## PAGE:
********************

Le château de Sarrebruck reflète l’histoire de la Sarre : d’abord forteresse au Moyen-Âge, puis château à la Renaissance, siège des princes de Nassau-Sarrebruck au XVIIIe siècle, et au XXe siècle, siège administratif de la ville, de la commission gouvernementale de la Société des Nations et, à partir d’avril 1935, siège de la Gestapo. Après 1945, le château, qui avait été endommagé pendant la guerre, redevint le siège administratif. De 1982 à 1989, il fut rénové selon les plans de l’architecte Gottfried Böhm. Aujourd’hui, le château abrite la Regionalverband Saarbrücken (Association régionale de Sarrebruck). Dans l’annexe se trouve le Musée historique de la Sarre avec une exposition permanente sur la Sarre pendant la période nazie. Devant le château se trouve la Place du Mémorial Invisible.
Contact
Château de Sarrebruck / Musée historique de la Sarre
Schlossstraße 1 – 15
66119 Sarrebruck
Allemagne
Téléphone : +49 | 0 | 681 | 5 06 16 16
E-Mail : info@saarbruecker-schloss.de
Page web : www.saarbruecker-schloss.de
La Place du Mémorial Invisible
L’artiste Jochen Gerz, professeur invité à la Hochschule der Bildenden Künste Saar, fondée en 1989, œuvra avec ses étudiants de 1990 à 1993 au remplacement de pavés subtilisés pendant la nuit par des pierres de substitution. À cette occasion, les noms de tous les cimetières juifs qui existaient en Allemagne avant 1933 furent gravés sur la face inférieure des pierres. La liste fut établie en consultation avec les communautés juives de la République fédérale d’Allemagne. Chaque pierre indique donc également la date à laquelle les lettres de réponse des communautés arrivèrent à Sarrebruck. 2.145 cimetières furent identifiés. Le mémorial compte le même nombre de pierres. La confidentialité qui régna initialement autour de l’œuvre était un élément essentiel du projet, qui s’inscrivait dans la démarche artistique de Jochen Gerz. Celle-ci se caractérise par une méfiance à l’égard des formes traditionnelles de la culture de la mémoire (monument, mémorial, panneau d’information), et pas uniquement à Sarrebruck.
L’idée sous-jacente est que la visibilité et l’emplacement bien en vue d’un mémorial en souvenir des crimes du national-socialisme ou d’un monument dédié à la mémoire des victimes ne garantissent pas forcément sa perception et sa compréhension.

********************

## CONSIGNES ÉCRITES:
- 1) D'après la page sur le château de Sarrebruck, quel architecte a conçu les plans de la rénovation menée de 1982 à 1989 ?
- 2) Reproduisez fidèlement le passage de la page sur le château de Sarrebruck qui va de « L’idée sous-jacente est » jusqu'à « et sa compréhension. » inclus.

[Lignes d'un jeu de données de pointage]
********************

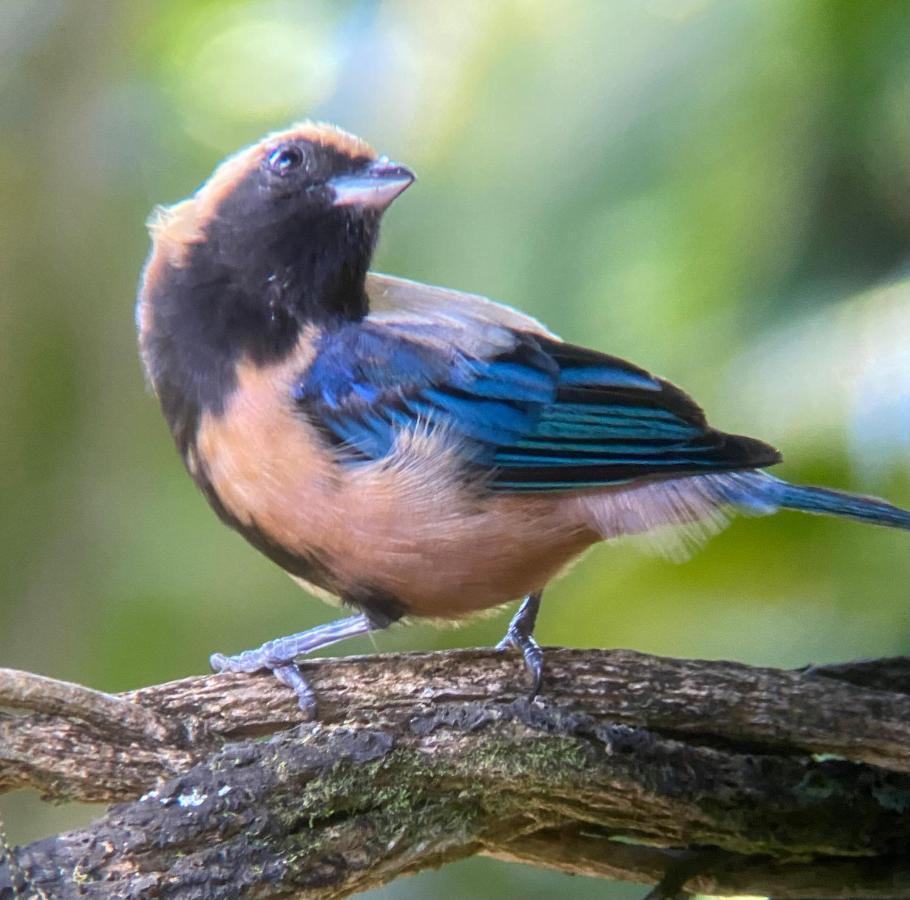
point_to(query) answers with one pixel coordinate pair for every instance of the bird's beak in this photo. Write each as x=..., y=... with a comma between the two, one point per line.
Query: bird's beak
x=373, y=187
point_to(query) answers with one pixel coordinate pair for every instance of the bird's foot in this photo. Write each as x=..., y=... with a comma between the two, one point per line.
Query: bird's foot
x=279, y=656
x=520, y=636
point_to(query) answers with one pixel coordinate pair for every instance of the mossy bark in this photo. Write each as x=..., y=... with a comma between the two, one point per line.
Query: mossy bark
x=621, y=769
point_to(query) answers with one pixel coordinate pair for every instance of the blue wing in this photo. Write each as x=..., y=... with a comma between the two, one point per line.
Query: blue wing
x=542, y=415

********************

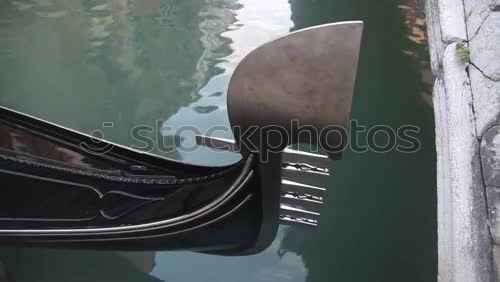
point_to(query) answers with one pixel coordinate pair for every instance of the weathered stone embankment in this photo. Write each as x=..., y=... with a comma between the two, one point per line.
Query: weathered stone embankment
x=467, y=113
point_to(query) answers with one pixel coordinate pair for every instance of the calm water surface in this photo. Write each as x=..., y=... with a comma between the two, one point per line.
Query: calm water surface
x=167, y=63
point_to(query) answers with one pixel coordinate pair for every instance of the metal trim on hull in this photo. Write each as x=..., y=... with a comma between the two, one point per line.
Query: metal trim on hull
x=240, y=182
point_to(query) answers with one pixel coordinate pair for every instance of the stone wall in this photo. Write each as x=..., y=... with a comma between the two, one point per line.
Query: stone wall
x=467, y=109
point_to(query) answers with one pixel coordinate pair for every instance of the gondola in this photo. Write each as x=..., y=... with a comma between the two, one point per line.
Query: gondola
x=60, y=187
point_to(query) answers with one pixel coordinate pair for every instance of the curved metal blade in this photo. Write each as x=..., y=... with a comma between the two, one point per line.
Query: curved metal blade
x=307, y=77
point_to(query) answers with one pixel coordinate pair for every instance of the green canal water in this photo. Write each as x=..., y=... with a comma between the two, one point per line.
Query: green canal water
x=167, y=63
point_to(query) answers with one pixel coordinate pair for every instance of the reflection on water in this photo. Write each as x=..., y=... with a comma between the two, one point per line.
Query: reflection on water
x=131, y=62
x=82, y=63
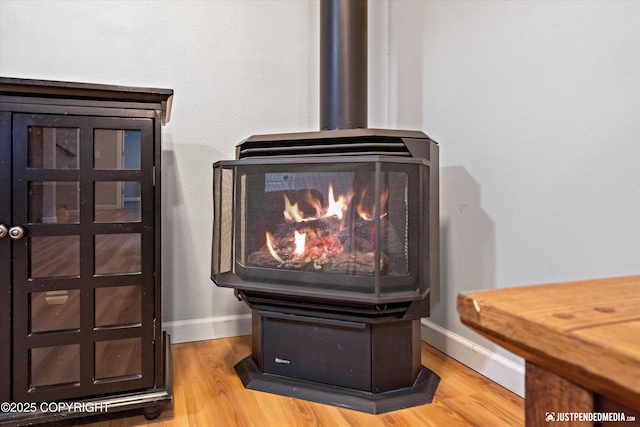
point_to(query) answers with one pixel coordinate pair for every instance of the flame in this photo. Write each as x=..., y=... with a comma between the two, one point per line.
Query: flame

********************

## RÉSULTATS DANS L'ORDRE:
- 1) Gottfried Böhm.

- 2)
L’idée sous-jacente est que la visibilité et l’emplacement bien en vue d’un mémorial en souvenir des crimes du national-socialisme ou d’un monument dédié à la mémoire des victimes ne garantissent pas forcément sa perception et sa compréhension.